■ SUPPLIED MATERIAL ■
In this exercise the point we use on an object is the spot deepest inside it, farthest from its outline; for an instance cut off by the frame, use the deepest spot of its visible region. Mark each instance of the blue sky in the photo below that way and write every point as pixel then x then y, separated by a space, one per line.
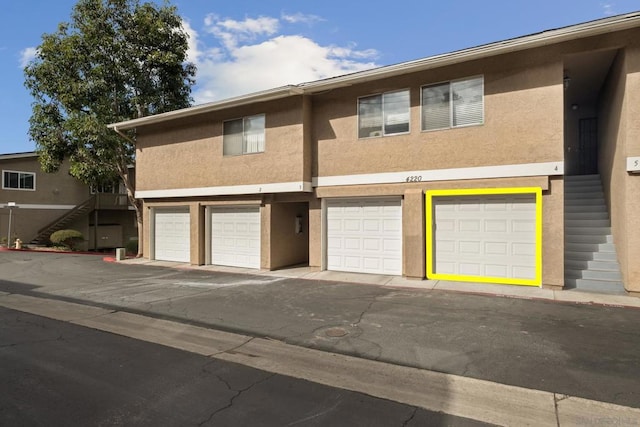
pixel 242 46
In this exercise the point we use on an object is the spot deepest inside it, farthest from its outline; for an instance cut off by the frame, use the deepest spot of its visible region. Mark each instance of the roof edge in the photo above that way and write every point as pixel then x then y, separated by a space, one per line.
pixel 24 155
pixel 266 95
pixel 572 32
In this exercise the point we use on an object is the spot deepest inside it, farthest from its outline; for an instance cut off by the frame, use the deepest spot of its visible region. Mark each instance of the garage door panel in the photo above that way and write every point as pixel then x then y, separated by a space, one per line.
pixel 485 237
pixel 365 236
pixel 172 235
pixel 235 236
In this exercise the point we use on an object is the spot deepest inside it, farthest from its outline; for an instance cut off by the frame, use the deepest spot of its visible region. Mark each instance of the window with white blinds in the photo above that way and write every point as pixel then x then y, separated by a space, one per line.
pixel 453 104
pixel 383 114
pixel 243 136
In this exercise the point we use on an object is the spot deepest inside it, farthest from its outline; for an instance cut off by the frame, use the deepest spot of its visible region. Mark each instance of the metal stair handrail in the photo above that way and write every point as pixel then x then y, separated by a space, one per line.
pixel 89 203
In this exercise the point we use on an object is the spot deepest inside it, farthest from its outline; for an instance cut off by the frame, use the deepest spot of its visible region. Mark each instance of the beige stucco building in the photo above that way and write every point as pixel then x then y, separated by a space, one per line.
pixel 512 162
pixel 40 203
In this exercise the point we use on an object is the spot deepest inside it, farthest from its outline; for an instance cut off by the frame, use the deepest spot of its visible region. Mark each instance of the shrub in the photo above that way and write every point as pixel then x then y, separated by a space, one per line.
pixel 68 238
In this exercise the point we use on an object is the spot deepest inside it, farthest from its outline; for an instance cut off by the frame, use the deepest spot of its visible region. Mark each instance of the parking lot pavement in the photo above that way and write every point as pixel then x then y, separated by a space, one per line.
pixel 588 351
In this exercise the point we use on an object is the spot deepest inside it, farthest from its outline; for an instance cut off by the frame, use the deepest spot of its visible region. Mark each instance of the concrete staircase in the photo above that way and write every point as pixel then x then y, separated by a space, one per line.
pixel 590 261
pixel 44 233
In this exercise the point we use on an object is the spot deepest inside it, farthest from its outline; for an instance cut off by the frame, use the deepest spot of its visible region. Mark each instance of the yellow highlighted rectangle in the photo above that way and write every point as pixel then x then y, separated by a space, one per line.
pixel 431 274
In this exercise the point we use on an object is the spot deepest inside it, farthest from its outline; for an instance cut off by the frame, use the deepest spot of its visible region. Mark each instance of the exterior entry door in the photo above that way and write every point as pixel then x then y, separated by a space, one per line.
pixel 588 146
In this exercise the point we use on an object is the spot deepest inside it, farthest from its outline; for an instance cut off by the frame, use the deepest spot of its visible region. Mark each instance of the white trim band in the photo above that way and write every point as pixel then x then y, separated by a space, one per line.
pixel 481 172
pixel 44 207
pixel 229 190
pixel 633 164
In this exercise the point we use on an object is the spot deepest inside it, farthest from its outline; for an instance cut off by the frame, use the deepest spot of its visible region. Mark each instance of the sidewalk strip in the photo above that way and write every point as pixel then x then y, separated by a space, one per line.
pixel 456 395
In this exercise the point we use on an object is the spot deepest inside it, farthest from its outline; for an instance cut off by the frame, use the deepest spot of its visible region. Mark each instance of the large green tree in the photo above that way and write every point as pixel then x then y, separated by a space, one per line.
pixel 115 60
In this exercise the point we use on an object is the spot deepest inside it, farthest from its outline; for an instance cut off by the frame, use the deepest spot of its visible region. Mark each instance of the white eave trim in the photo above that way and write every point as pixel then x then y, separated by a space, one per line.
pixel 480 172
pixel 267 95
pixel 18 155
pixel 229 190
pixel 588 29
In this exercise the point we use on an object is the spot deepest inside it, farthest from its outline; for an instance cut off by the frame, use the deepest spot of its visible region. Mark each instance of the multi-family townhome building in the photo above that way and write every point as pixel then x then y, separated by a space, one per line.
pixel 512 162
pixel 35 204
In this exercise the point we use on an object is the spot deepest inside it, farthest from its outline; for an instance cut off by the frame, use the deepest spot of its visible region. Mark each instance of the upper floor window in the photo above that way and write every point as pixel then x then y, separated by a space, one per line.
pixel 18 180
pixel 243 136
pixel 383 114
pixel 453 104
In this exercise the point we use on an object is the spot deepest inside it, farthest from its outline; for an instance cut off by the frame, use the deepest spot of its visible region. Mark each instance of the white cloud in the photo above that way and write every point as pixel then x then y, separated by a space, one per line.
pixel 231 32
pixel 239 57
pixel 301 18
pixel 27 55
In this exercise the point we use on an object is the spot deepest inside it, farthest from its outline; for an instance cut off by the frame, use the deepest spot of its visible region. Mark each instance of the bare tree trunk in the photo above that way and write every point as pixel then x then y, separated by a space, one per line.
pixel 123 171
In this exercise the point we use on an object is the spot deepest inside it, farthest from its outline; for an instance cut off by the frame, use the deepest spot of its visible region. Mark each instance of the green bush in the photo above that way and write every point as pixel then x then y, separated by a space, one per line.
pixel 132 247
pixel 68 238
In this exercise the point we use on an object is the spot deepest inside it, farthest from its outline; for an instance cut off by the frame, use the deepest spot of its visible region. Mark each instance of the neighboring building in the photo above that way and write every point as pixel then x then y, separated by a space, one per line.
pixel 47 202
pixel 462 166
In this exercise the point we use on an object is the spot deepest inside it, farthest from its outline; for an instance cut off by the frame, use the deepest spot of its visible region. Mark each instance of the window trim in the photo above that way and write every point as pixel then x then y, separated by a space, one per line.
pixel 383 134
pixel 242 118
pixel 451 126
pixel 4 184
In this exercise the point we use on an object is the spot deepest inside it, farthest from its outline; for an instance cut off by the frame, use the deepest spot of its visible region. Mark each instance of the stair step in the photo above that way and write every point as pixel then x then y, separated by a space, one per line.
pixel 604 275
pixel 586 209
pixel 587 230
pixel 587 222
pixel 588 238
pixel 582 177
pixel 583 202
pixel 595 285
pixel 590 247
pixel 574 194
pixel 585 215
pixel 588 256
pixel 573 264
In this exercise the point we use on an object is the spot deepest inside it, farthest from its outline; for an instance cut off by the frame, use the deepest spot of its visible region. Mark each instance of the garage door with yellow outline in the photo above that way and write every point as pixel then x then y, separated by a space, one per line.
pixel 485 235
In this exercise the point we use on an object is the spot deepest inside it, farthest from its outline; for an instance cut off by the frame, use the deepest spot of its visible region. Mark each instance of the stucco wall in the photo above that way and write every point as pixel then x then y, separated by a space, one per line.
pixel 54 195
pixel 188 153
pixel 523 121
pixel 632 102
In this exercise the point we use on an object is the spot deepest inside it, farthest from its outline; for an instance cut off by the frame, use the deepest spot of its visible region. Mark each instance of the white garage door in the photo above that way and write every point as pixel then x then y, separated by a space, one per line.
pixel 365 235
pixel 490 237
pixel 171 235
pixel 235 236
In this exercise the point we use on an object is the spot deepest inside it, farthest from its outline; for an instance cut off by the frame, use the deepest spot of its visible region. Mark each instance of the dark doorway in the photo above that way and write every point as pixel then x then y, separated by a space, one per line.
pixel 588 146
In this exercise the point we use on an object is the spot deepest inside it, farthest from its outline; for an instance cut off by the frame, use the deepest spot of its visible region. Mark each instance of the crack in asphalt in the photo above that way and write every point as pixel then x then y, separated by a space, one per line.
pixel 237 394
pixel 411 417
pixel 357 323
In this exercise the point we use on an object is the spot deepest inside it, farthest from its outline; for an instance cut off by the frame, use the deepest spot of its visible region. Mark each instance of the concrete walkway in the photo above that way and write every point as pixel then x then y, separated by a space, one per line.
pixel 532 357
pixel 510 291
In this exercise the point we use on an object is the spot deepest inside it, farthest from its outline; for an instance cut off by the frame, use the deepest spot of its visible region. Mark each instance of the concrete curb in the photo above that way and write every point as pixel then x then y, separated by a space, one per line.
pixel 504 291
pixel 460 396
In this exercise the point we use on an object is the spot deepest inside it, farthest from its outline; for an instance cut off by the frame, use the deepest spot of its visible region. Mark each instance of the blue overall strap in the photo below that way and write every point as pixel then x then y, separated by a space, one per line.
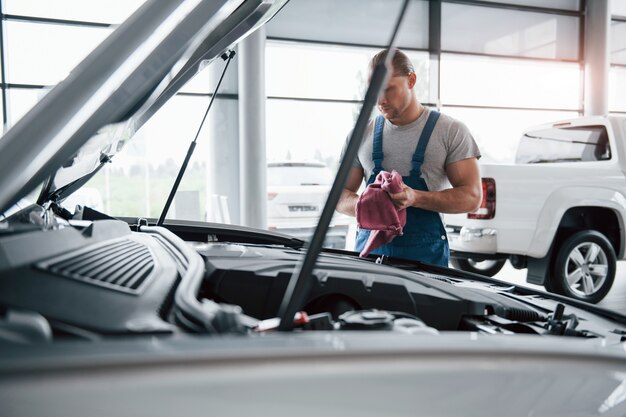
pixel 420 150
pixel 377 149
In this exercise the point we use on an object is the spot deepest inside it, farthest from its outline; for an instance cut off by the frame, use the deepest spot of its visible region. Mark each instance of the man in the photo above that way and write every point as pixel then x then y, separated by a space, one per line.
pixel 431 151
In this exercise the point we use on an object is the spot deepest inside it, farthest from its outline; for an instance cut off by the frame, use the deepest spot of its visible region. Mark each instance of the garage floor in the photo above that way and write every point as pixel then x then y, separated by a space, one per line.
pixel 615 300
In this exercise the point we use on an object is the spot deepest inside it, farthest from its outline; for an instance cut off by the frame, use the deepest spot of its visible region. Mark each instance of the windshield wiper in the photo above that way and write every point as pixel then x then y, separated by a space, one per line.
pixel 301 279
pixel 226 56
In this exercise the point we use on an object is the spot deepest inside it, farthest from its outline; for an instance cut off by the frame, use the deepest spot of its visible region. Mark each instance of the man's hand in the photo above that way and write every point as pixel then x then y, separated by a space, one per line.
pixel 405 198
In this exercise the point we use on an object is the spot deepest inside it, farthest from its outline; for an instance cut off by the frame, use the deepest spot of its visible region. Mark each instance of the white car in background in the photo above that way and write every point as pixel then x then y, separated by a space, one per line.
pixel 296 193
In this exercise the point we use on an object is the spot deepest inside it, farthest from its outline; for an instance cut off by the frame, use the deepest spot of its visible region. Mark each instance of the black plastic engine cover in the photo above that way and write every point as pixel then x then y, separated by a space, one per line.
pixel 105 278
pixel 255 278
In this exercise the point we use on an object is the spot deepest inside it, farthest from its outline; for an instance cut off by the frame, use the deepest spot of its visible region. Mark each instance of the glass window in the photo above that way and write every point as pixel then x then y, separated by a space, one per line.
pixel 571 144
pixel 485 81
pixel 328 72
pixel 618 42
pixel 508 32
pixel 497 131
pixel 617 89
pixel 40 53
pixel 302 130
pixel 138 181
pixel 370 22
pixel 618 7
pixel 102 11
pixel 552 4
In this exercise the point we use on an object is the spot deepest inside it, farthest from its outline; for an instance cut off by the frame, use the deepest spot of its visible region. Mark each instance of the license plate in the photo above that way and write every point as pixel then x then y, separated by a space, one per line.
pixel 302 208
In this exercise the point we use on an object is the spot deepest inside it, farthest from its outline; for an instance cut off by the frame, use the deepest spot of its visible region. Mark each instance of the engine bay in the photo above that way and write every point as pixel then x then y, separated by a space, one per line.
pixel 101 278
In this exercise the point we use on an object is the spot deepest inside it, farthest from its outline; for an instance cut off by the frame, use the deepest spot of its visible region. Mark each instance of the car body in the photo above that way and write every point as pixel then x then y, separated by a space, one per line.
pixel 296 193
pixel 103 315
pixel 559 211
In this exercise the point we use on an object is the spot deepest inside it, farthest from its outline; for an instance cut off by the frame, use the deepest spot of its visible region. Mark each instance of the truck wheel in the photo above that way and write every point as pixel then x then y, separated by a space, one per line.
pixel 584 267
pixel 489 267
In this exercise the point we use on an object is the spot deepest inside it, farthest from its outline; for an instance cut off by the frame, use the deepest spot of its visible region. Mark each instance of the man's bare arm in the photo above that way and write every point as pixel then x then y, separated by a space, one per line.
pixel 464 196
pixel 349 197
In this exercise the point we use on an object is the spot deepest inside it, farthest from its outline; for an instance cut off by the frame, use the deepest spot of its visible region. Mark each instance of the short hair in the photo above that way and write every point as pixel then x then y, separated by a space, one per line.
pixel 400 62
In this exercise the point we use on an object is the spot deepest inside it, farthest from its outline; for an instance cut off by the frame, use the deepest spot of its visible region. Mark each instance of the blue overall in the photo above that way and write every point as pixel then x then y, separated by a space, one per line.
pixel 424 237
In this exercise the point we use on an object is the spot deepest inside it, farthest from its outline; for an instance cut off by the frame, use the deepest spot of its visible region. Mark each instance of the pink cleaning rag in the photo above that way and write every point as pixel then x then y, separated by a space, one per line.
pixel 376 212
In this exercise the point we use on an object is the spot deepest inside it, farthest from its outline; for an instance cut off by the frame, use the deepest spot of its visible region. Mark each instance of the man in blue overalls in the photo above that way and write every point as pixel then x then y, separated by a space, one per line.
pixel 436 156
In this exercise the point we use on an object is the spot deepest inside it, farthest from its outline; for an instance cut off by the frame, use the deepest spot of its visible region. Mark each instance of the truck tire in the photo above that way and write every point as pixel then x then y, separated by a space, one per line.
pixel 489 267
pixel 584 267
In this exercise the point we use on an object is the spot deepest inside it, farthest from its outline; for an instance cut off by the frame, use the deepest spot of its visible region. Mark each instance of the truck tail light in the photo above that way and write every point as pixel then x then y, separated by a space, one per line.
pixel 487 209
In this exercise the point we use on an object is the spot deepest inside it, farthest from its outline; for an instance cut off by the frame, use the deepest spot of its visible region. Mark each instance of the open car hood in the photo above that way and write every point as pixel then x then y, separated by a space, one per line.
pixel 87 118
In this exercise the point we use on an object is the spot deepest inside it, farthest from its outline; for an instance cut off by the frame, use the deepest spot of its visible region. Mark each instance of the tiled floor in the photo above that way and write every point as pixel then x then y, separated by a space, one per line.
pixel 615 300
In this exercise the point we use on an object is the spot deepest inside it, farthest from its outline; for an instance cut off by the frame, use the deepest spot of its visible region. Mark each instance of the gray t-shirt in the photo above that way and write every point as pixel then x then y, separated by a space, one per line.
pixel 451 141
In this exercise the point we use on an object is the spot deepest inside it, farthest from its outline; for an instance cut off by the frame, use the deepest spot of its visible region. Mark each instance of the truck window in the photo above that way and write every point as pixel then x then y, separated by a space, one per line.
pixel 564 144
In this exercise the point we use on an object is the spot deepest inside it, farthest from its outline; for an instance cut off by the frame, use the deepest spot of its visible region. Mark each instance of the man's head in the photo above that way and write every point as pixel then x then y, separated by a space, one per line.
pixel 397 102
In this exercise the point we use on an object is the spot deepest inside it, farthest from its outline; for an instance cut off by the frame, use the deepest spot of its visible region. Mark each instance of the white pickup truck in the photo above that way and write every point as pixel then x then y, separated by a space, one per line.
pixel 558 211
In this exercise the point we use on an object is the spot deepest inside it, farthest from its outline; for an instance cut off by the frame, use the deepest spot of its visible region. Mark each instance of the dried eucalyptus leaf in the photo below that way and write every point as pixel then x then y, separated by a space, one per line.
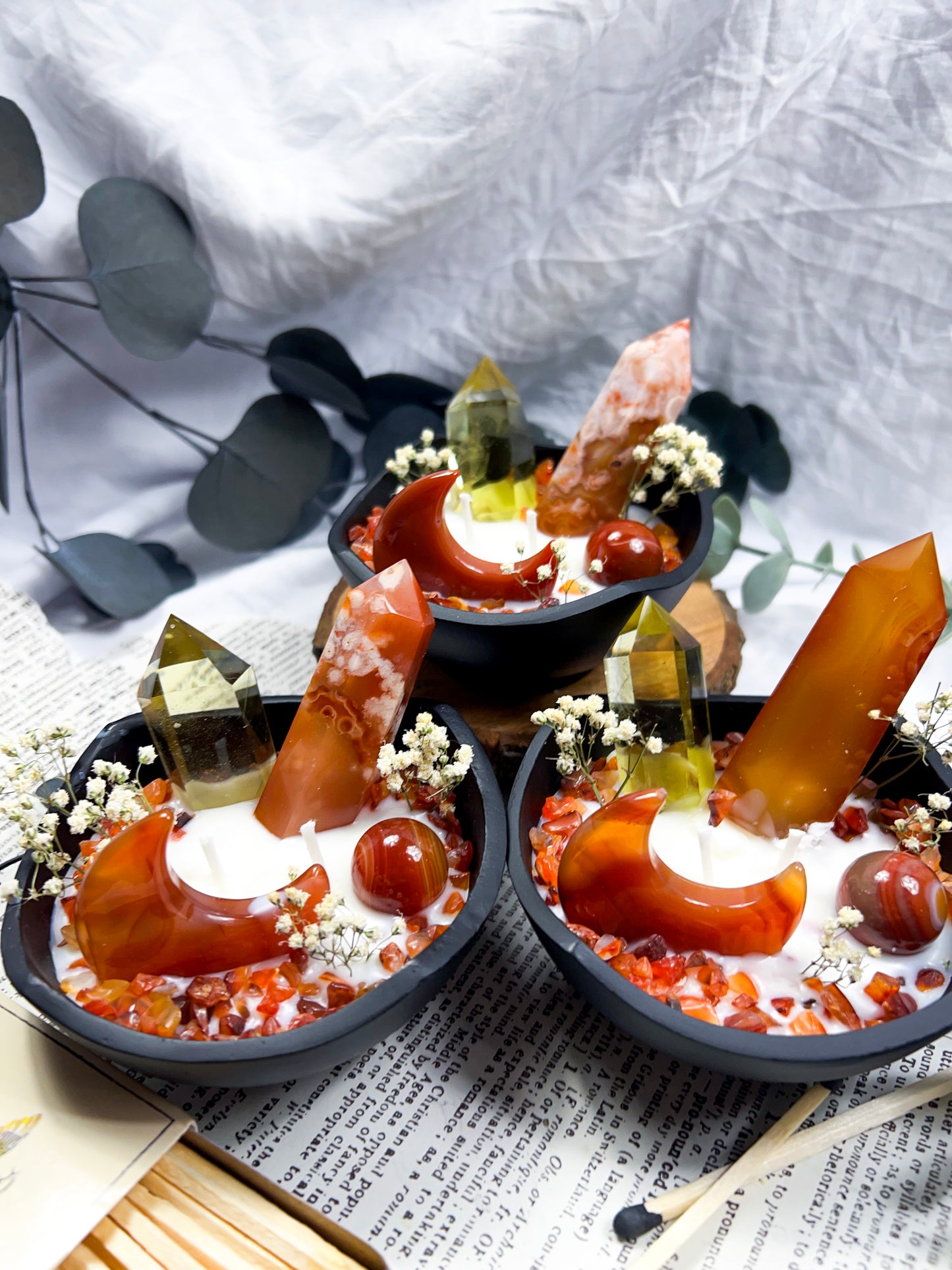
pixel 22 181
pixel 153 294
pixel 250 493
pixel 385 393
pixel 181 575
pixel 314 365
pixel 727 511
pixel 720 552
pixel 771 522
pixel 764 581
pixel 337 484
pixel 120 578
pixel 401 427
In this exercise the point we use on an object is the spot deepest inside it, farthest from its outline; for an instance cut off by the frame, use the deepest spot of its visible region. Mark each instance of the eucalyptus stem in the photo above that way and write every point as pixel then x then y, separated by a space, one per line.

■ OBJECTIVE ■
Transcribe the records verbatim from the first line through the line containing "pixel 89 203", including that line, and omit the pictures.

■ FULL RESPONSE ■
In this exercise the point we use on an object is the spot deepest inside it, farthest from its outline; for an instance cut off by the frame, use the deepest spot of its visible region. Mark each instance of the blue sky in the photo below that way and write every point as pixel then x then y, separated by a space, one per line.
pixel 242 46
In this exercise the point we use on an object is the spot deepest inside it, farthest from its outline; for an instance cut off by the frame, use the deepest spot of its visible region. Mark each instance of the roof edge in the photo above that way and write every point as pixel then x then y, separated by a space, one per line.
pixel 24 155
pixel 266 95
pixel 572 32
In this exercise the point we use on an object is the spot deepest inside it, farthest from its outline; for an instance cut off by the frame, use the deepest spot of its visible region. Mark each instance of the garage door panel in the photo above that way and write every point as pixel then x then y, separated by a space, one per line.
pixel 485 237
pixel 365 236
pixel 172 235
pixel 235 236
In this exercise the point we use on an object is the spot deepest inside it, farthest from its outline; for an instance cut off by the frame, use the deepest spot of its visible region. Mark each instance of the window with white blinds in the photo above that way and write every point as pixel then x then y, separated by a space, one per line.
pixel 453 104
pixel 383 114
pixel 243 136
In this exercise the point we use on an object is the spot deepest inside it, farthest from its outline; for an instance cut off by the frame, use the deepest spot of its visible region. Mark each instance of the metal stair handrail in the photo above that way and write every point as pixel then x then y, separated by a space, one per line.
pixel 89 203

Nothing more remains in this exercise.